#### TASK OBJECTIVE:
Your response should consist of the entries below, written out exactly.

#### DATASET CONTENT:
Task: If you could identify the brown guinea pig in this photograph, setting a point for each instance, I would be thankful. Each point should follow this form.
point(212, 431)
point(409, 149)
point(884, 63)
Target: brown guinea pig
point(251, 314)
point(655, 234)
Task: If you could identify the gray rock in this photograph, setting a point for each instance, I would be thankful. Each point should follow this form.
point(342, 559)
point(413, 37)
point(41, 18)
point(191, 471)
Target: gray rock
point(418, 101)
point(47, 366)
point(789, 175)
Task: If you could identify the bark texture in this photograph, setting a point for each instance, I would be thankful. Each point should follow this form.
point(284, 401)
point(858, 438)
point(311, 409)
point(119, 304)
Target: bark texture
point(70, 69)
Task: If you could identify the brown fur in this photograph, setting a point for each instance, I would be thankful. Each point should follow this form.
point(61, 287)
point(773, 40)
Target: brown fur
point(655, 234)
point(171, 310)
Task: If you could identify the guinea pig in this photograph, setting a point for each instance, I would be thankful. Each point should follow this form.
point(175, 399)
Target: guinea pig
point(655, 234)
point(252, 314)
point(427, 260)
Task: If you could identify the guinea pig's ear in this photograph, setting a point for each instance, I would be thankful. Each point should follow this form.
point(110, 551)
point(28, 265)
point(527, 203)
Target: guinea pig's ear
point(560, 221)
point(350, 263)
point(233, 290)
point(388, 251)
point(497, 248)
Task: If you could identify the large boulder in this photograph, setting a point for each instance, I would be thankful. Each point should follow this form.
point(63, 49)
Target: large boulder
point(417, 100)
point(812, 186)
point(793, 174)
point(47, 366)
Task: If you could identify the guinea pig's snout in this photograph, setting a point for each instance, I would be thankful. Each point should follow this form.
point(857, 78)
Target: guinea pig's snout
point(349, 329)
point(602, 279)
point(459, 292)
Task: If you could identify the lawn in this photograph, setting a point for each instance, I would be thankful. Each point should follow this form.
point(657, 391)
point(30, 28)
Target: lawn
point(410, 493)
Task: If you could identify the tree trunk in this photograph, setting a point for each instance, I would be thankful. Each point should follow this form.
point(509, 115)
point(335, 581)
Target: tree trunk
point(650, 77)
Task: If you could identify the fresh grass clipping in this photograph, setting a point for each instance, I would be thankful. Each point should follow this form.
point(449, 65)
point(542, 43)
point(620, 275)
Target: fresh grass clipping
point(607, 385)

#### ANSWER SPACE:
Task: If you could identify the brown guinea pig in this photograph, setting a point for each instance, I would be thankful. Each point should follow this form.
point(212, 431)
point(409, 149)
point(884, 63)
Target: brown guinea pig
point(251, 314)
point(655, 234)
Task: If you could identify the gray rock in this photograph, setting a point for each instance, I would be thankful. Each point should follow this form.
point(342, 559)
point(413, 37)
point(41, 18)
point(191, 471)
Target: gray rock
point(418, 101)
point(47, 366)
point(789, 175)
Task: If you could identify the bark texture in this photograph, setting a point for each instance, I would be thankful. Each point should follow this form.
point(284, 401)
point(858, 438)
point(311, 409)
point(119, 304)
Target: bark texture
point(70, 69)
Task: If you could identify the brown fur in this photograph, setting a point for each instance, I would be thankful. Each point should follow this form.
point(61, 287)
point(773, 40)
Target: brown fur
point(655, 234)
point(171, 310)
Task: If you could identify the guinea pig in this photograph, setting a point for each instance, I would be thankful. Each point should follow this form.
point(175, 399)
Target: guinea pig
point(655, 234)
point(252, 314)
point(427, 260)
Task: If you could identify the guinea pig's ear in this photograph, setting a point for each instance, I would be thankful. Each point should follow this form.
point(110, 551)
point(28, 265)
point(527, 203)
Target: guinea pig's ear
point(560, 221)
point(350, 263)
point(233, 290)
point(388, 251)
point(497, 248)
Task: If you could identify the large boulder in this photograph, setting a point for each instance, I would be thankful. Each point should follow this form.
point(63, 49)
Target: large boulder
point(417, 100)
point(812, 186)
point(793, 174)
point(47, 366)
Task: If you could identify the guinea pig's snout in this photograph, setting a point for each instance, I would be thankful. Each point should follow this form.
point(857, 78)
Target: guinea pig's snout
point(349, 329)
point(602, 279)
point(459, 292)
Task: If you could identify the lawn in this photograph, setting a point for each instance, I would be thankful. Each point should follow this form.
point(657, 391)
point(30, 28)
Target: lawn
point(410, 493)
Task: If you could identify the tree trunk in this photograph, setting a point for each instance, I would be thankful. Each point should follow this form.
point(509, 115)
point(335, 581)
Target: tree trunk
point(650, 77)
Task: If you could identify the fresh grass clipping in this photograph, setting a point for each instance, I would be thankful. Each point should follow this form.
point(449, 65)
point(542, 43)
point(620, 275)
Target: fresh grass clipping
point(607, 385)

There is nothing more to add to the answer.